● **DOCUMENT EXTRACT**:

[patch-2.4.0-test5-pre5] badfs and forced umount

From: Tigran Aivazian (tigran@veritas.com)
Date: Wed Jul 26 2000 - 13:47:23 EST


Hi Manfred,

I have amended the patch wrt to useful comments you made about the rules
of accessing p->fs,files,mm and restructured the code to make it clearer.

I do still remember the issues wrt races but am still thinking about them
- nevertheless it is worth releasing this version so everyone can
look/test/fix it.

● **DATASET EXCERPTS**:
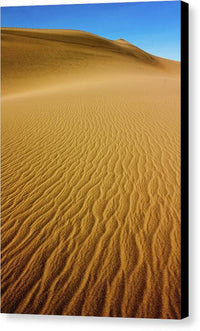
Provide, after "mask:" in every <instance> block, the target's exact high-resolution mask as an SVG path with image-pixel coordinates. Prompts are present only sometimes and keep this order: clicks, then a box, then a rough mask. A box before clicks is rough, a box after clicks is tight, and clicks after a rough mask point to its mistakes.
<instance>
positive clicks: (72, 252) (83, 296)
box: [2, 29, 180, 318]
mask: <svg viewBox="0 0 200 331" xmlns="http://www.w3.org/2000/svg"><path fill="white" fill-rule="evenodd" d="M179 172H180V64H179V63H178V62H174V61H169V60H165V59H161V58H157V57H154V56H151V55H149V54H147V53H145V52H144V51H142V50H140V49H138V48H136V47H134V46H133V45H131V44H129V43H127V42H126V41H124V40H120V39H119V40H117V41H110V40H107V39H104V38H101V37H98V36H95V35H92V34H89V33H85V32H80V31H70V30H66V31H64V30H57V31H56V30H54V31H50V30H23V29H21V30H20V29H2V312H4V313H5V312H6V313H32V314H63V315H64V314H67V315H97V316H123V317H151V318H180V173H179Z"/></svg>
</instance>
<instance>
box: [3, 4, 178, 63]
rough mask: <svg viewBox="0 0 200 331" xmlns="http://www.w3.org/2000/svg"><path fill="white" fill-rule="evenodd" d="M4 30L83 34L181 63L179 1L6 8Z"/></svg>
mask: <svg viewBox="0 0 200 331" xmlns="http://www.w3.org/2000/svg"><path fill="white" fill-rule="evenodd" d="M1 26H2V27H21V28H38V29H39V28H40V29H42V28H47V29H74V30H83V31H87V32H92V33H95V34H97V35H100V36H102V37H105V38H108V39H113V40H114V39H118V38H123V39H125V40H127V41H129V42H131V43H132V44H134V45H136V46H138V47H140V48H142V49H144V50H145V51H147V52H149V53H151V54H154V55H157V56H161V57H165V58H168V59H173V60H177V61H180V1H172V2H171V1H160V2H143V3H142V2H135V3H134V2H133V3H106V4H83V5H54V6H53V5H52V6H27V7H4V8H2V13H1Z"/></svg>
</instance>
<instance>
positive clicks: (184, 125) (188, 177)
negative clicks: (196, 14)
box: [180, 1, 189, 318]
mask: <svg viewBox="0 0 200 331" xmlns="http://www.w3.org/2000/svg"><path fill="white" fill-rule="evenodd" d="M180 4H181V8H180V10H181V318H185V317H188V316H189V270H188V269H189V248H188V246H189V207H188V205H189V203H188V201H189V195H188V181H189V175H188V174H189V157H188V156H189V154H188V153H189V92H188V91H189V84H188V72H189V70H188V67H189V65H188V63H189V56H188V46H189V17H188V16H189V5H188V3H186V2H183V1H181V2H180Z"/></svg>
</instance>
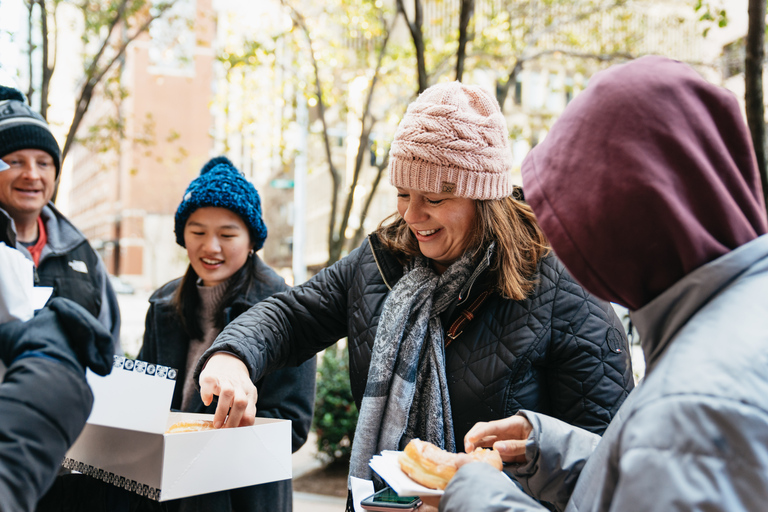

● **TASK REQUIREMENTS**: Please copy out the badfs patch message word for word, from its subject line to the last sentence.

● **SOLUTION TO THIS EXERCISE**:
[patch-2.4.0-test5-pre5] badfs and forced umount

From: Tigran Aivazian (tigran@veritas.com)
Date: Wed Jul 26 2000 - 13:47:23 EST


Hi Manfred,

I have amended the patch wrt to useful comments you made about the rules
of accessing p->fs,files,mm and restructured the code to make it clearer.

I do still remember the issues wrt races but am still thinking about them
- nevertheless it is worth releasing this version so everyone can
look/test/fix it.